* GIVEN REQUEST: Collect every line from the rows below that contains the string "canopy".
── PROVIDED RECORDS ──
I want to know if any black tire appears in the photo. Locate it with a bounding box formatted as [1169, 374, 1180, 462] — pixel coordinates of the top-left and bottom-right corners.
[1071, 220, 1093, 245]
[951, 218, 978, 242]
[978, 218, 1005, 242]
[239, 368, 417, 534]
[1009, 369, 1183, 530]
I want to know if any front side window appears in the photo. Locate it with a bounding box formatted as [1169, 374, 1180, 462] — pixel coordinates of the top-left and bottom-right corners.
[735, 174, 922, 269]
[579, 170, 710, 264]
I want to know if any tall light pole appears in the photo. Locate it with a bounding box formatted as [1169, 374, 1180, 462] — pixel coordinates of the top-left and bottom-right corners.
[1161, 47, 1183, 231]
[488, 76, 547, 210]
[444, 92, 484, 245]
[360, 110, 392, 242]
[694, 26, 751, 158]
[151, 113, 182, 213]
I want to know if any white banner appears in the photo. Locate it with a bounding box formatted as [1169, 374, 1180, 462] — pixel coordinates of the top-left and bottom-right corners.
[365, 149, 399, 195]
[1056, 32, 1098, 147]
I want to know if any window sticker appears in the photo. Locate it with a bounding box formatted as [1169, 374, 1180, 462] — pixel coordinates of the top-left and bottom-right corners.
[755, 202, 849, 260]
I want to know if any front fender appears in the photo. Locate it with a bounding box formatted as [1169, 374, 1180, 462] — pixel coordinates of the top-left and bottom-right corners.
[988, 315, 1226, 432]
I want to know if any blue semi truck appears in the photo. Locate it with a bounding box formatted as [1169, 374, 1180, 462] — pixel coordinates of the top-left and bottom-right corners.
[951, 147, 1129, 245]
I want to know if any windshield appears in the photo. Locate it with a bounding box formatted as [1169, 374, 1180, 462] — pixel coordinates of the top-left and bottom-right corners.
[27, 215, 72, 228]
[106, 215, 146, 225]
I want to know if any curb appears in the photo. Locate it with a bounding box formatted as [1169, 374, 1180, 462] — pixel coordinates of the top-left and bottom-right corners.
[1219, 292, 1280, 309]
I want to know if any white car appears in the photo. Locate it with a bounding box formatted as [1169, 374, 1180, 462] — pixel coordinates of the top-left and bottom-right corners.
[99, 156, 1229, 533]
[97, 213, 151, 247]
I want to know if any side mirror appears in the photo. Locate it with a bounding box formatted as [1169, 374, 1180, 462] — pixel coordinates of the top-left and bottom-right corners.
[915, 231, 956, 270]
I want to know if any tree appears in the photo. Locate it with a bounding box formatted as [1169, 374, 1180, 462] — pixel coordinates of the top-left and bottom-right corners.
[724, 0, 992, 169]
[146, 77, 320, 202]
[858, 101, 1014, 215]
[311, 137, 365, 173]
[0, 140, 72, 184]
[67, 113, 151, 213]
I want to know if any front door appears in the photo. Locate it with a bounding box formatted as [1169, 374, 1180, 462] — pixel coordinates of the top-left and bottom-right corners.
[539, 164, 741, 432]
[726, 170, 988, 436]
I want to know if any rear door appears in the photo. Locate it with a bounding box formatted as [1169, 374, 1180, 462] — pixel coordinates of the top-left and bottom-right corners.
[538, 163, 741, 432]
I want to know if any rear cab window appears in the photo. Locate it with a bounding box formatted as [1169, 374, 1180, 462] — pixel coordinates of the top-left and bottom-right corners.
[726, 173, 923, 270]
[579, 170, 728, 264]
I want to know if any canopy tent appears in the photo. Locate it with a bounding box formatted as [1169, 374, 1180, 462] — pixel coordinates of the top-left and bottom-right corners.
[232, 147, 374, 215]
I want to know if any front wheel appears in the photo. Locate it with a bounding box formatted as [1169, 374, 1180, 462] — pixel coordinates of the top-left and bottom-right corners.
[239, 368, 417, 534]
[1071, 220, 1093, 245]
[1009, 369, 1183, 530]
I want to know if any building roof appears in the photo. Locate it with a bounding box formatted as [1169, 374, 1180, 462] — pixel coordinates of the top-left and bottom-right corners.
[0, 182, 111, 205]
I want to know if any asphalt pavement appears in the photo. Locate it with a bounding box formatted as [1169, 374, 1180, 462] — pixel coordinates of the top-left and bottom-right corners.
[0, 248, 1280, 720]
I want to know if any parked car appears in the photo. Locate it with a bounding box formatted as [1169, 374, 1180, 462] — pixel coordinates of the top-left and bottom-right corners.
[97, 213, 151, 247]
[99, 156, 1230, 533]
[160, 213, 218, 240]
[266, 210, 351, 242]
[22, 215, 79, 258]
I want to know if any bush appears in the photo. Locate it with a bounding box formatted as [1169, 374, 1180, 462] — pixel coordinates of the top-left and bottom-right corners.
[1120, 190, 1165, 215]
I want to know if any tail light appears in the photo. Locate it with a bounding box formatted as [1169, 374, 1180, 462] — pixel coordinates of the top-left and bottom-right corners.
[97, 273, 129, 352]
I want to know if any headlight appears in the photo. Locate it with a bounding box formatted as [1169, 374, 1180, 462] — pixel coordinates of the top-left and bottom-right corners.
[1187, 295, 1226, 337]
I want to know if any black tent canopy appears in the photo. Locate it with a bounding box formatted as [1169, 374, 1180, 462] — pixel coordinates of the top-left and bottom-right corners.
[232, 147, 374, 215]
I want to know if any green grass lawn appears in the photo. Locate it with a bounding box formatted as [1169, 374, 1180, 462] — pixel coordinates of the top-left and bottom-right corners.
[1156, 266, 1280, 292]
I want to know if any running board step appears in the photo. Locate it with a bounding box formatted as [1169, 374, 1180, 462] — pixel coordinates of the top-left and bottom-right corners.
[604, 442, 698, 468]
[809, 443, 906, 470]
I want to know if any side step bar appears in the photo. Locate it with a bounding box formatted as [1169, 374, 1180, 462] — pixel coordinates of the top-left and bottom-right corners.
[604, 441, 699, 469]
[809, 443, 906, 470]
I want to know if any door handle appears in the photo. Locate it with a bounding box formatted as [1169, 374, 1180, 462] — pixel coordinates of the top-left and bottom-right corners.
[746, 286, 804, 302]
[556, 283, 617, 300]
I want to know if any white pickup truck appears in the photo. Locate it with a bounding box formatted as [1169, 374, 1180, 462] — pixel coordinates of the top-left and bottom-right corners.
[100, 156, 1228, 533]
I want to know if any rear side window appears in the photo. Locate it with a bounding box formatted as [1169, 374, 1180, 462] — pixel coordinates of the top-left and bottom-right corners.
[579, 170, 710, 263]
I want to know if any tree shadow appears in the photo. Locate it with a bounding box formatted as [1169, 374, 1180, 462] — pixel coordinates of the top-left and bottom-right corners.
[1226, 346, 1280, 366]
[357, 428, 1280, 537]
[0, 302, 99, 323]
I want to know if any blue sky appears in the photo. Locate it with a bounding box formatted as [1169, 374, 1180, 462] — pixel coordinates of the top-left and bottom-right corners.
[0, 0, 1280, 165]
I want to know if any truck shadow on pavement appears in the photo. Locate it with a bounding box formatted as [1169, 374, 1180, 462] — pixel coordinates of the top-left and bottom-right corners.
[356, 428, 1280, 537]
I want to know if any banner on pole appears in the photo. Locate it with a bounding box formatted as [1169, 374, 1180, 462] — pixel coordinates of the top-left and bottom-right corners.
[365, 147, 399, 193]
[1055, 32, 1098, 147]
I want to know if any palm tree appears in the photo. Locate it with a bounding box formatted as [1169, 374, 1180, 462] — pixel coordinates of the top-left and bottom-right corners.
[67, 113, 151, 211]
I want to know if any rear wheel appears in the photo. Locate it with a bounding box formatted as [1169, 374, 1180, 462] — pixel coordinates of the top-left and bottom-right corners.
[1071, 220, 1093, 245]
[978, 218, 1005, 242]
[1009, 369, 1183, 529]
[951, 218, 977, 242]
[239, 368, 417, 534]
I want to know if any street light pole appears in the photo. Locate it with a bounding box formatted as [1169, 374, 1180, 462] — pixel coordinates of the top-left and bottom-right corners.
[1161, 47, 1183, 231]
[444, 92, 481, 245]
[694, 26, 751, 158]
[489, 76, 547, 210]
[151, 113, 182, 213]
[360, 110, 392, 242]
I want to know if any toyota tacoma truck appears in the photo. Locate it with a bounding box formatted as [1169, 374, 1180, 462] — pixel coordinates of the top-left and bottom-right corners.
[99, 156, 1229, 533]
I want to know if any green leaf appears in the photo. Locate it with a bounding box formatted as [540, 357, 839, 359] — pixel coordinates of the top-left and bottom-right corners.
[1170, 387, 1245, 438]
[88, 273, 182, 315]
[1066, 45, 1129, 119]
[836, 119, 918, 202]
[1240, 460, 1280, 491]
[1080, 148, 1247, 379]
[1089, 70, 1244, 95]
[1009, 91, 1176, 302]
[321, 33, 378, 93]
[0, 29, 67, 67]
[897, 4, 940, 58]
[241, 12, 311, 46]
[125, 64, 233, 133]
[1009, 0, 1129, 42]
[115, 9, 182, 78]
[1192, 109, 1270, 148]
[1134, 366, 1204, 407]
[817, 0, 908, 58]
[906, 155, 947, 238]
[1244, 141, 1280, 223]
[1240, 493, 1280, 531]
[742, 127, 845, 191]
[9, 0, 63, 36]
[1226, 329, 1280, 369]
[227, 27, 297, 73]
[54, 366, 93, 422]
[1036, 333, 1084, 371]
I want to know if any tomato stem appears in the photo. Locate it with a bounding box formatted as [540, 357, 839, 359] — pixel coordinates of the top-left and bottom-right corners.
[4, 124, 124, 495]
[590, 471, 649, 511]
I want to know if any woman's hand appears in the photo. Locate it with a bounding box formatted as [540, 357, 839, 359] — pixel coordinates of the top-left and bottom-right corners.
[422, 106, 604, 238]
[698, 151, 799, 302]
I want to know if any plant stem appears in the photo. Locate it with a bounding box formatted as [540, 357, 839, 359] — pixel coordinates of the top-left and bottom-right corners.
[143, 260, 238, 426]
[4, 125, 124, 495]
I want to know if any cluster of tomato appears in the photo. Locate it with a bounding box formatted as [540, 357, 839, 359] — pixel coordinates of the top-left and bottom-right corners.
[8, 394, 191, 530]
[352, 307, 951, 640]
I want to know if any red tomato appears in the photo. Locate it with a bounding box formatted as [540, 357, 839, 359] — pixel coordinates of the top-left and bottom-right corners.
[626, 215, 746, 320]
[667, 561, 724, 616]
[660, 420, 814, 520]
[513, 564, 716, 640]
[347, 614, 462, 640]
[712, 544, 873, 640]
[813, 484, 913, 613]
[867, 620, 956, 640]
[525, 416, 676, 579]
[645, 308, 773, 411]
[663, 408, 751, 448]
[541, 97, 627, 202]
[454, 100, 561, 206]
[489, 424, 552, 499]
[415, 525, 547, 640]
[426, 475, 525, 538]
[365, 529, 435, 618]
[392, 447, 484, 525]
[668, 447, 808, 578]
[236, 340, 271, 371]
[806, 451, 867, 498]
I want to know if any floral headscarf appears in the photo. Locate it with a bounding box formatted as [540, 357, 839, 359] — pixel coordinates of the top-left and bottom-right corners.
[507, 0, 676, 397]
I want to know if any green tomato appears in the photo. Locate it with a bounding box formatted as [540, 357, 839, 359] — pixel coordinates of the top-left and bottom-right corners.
───
* COMPLETED EXERCISE:
I want to know if any canopy tent appears in the photo. Locate it with a bounding box formatted as [1169, 374, 1180, 462] — pixel coordinates of the top-left and bottom-right corners.
I want to know if any black tent canopy appears in the photo. Locate it with a bounding box formatted as [1169, 374, 1180, 462] — pixel coordinates of the top-left and bottom-right corners.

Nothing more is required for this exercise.